[Problem details] Write out all the entries word for word, but skip any images.

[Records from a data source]
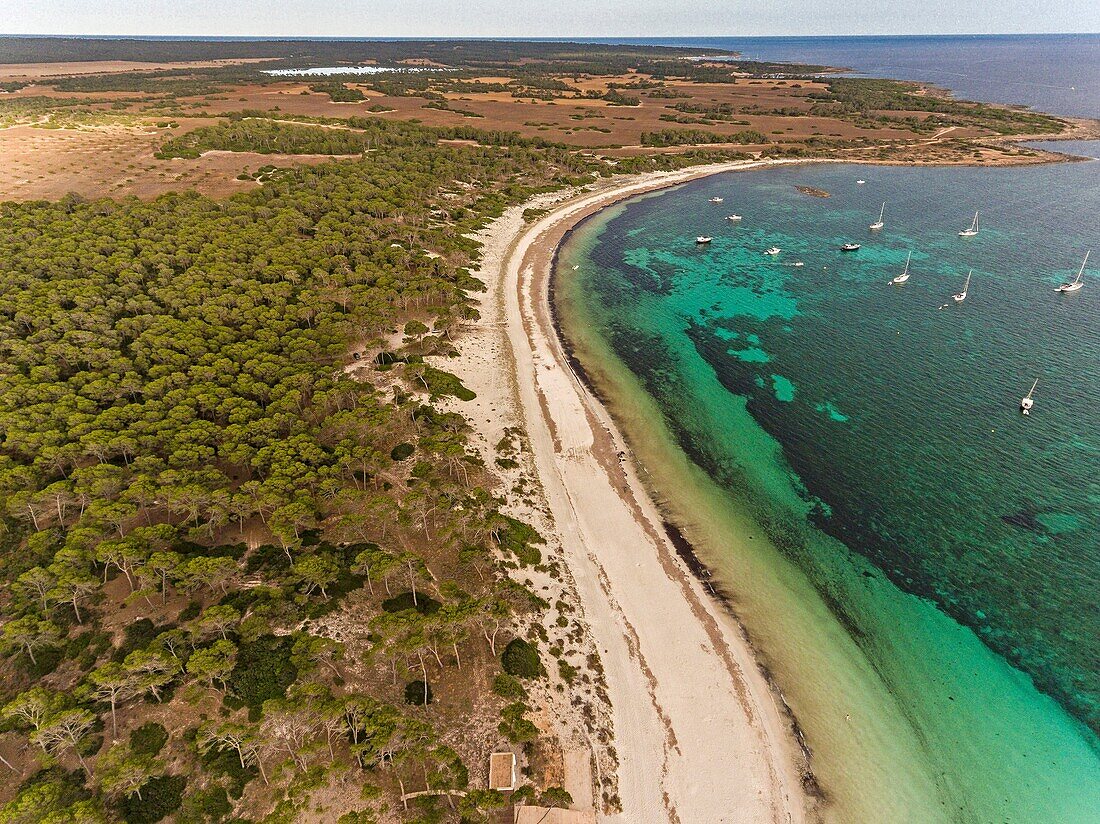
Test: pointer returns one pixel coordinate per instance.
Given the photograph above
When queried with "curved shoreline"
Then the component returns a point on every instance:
(652, 618)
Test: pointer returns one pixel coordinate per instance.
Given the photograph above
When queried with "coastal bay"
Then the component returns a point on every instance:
(893, 693)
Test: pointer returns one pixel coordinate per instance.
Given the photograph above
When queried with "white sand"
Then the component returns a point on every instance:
(699, 732)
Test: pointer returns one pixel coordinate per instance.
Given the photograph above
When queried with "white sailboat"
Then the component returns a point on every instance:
(961, 296)
(1076, 283)
(904, 273)
(972, 230)
(1026, 403)
(878, 223)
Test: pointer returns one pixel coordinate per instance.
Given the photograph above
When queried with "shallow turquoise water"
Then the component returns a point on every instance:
(899, 434)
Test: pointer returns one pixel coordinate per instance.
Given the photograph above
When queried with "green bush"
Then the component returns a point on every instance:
(507, 687)
(205, 805)
(402, 451)
(149, 739)
(521, 659)
(138, 635)
(160, 798)
(418, 693)
(515, 726)
(443, 383)
(263, 670)
(402, 602)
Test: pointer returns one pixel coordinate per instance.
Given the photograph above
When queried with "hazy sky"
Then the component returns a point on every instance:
(545, 18)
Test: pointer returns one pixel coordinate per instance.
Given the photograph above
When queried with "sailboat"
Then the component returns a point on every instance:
(878, 223)
(904, 274)
(961, 296)
(1076, 283)
(1026, 403)
(972, 230)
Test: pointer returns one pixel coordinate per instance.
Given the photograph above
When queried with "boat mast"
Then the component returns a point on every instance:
(1081, 270)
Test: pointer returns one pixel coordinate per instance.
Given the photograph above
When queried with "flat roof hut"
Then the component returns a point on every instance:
(502, 771)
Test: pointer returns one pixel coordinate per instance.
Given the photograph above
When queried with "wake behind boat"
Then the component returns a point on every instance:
(878, 223)
(904, 273)
(972, 230)
(1076, 283)
(1026, 403)
(961, 296)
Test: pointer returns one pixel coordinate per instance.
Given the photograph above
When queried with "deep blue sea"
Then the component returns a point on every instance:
(872, 432)
(1054, 73)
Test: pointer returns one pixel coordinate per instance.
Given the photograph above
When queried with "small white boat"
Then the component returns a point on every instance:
(878, 223)
(961, 296)
(904, 273)
(1076, 283)
(1026, 403)
(972, 230)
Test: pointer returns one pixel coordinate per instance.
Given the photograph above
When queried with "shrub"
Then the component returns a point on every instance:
(443, 383)
(402, 602)
(515, 726)
(263, 670)
(418, 693)
(507, 687)
(149, 739)
(205, 805)
(138, 635)
(160, 798)
(521, 659)
(402, 451)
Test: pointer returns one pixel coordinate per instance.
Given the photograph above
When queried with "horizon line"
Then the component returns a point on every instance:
(427, 37)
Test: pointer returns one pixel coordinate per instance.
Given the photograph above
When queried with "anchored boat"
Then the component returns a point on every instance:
(1076, 283)
(904, 273)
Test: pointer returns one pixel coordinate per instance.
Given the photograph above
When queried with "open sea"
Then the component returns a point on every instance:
(924, 563)
(1054, 73)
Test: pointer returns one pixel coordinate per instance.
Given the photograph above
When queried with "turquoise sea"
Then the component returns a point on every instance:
(917, 562)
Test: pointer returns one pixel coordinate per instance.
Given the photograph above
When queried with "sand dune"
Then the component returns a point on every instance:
(699, 733)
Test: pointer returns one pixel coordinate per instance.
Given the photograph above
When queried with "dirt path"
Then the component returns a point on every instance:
(699, 733)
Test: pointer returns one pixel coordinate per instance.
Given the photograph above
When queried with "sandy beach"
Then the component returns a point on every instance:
(697, 731)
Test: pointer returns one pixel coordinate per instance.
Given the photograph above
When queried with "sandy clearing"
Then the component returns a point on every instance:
(699, 732)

[Response]
Test: pointer returns one pixel coordinate per instance.
Given the photograph above
When queried with "curved shoreline"
Then the component returns a point on every instance:
(652, 618)
Test: pointer returns one pixel coordinate per instance.
Given the photograph above
When queried with "coastal bay"
Then the component returns a point on every instance:
(893, 693)
Test: pointer returns one pixel coordinate per instance.
Given the photograph above
When queried with "white sand"
Then the component returns a point on every instance:
(699, 732)
Test: pointer returns one pixel coordinate per instance.
Given the photograph above
When queried with "white sailboat"
Then the component returns a point on every instance:
(961, 296)
(1076, 283)
(904, 273)
(972, 230)
(1026, 403)
(878, 223)
Test: pointer returns one pixel coordinate per instance.
Given the photograph above
When queried with "shallow turquoise water"
Then the component returns a point on every instance:
(899, 434)
Test: pointer returns one pixel coordinate per instance.
Given the photograph above
When queried with "green bush"
Then the component returns a point on every instance:
(507, 687)
(205, 805)
(402, 451)
(149, 739)
(521, 659)
(138, 635)
(160, 798)
(418, 693)
(515, 726)
(443, 383)
(263, 670)
(402, 602)
Test: pointer returns one pixel coordinate per instance.
Given the photograph above
When queried with "hazy sky"
Then the component returns a point on every instance:
(545, 18)
Test: pointer returns one pixel coordinate per instance.
Given the photograph above
When queried with "sailboat"
Then the component returns a point on every instance:
(878, 223)
(904, 274)
(961, 296)
(1076, 283)
(1026, 403)
(972, 230)
Test: pointer returns one pixel coordinate per instance.
Given the photograph above
When queried with "boat mast"
Then the component returns a point on every instance:
(1081, 270)
Test: pointer returns one pixel coordinate per instance.
Given the photograph above
When queried with "flat roof hut"
Then the component returns a point on every instance:
(502, 771)
Test: pointer returns one pixel coordinate per instance.
Given the photograph above
When queried with "wake behind boat"
Then the component returns a point on every instance:
(878, 223)
(904, 273)
(972, 230)
(1076, 283)
(1026, 403)
(961, 296)
Test: pointer returns one pixel coordinate per instance.
Given the photograph above
When queried with "deep blue sea"
Then the component returns a point on every instance:
(872, 432)
(1054, 73)
Test: pointer returns one pixel coordinate per instance.
Given the photograph above
When queried with "small white boat"
Then the component returns a point on every instance:
(878, 223)
(961, 296)
(904, 273)
(1076, 283)
(1026, 403)
(972, 230)
Test: pointer returns one pixel coordinate per instance.
Given the photograph above
When queried with "shrub"
Then the component returns a point on every instance:
(443, 383)
(402, 602)
(515, 726)
(263, 670)
(418, 693)
(507, 687)
(149, 739)
(205, 805)
(138, 635)
(160, 798)
(521, 659)
(402, 451)
Test: pointer returns one pixel coordinate per instance.
Given the photograph above
When queried with "horizon line"
Then the component returns a point on every instance:
(427, 37)
Test: pointer returns one pixel coordinate per instance.
Given the photograph above
When queried with "anchored boat"
Then the component returns a point on every instance:
(1076, 283)
(904, 273)
Test: pointer returns one pixel coordinate per instance.
Given the photograph above
When queried with "open sea"
Then the component returns a point on every instance:
(924, 563)
(1054, 73)
Test: pointer returns one pixel coordinate per instance.
Given the photograph above
When queried with "turquoise sea"
Then the component returns a point on every instance:
(917, 562)
Test: pointer returns one pixel coordinate per instance.
Given the photograph above
When queried with "sand dune"
Then the component returns a point on every instance:
(699, 733)
Test: pointer returns one pixel coordinate per instance.
Given the photograph above
When queried with "dirt path"
Then the component returns a point on every instance:
(699, 733)
Test: pointer returns one pixel coordinate per instance.
Given the photograph above
When queried with "sandy beach"
Then the component returns a point on every instance:
(697, 731)
Test: pointer returns one pixel coordinate per instance.
Given the photograph above
When queried with "sandy clearing"
Then the component returns a point on every instance:
(699, 732)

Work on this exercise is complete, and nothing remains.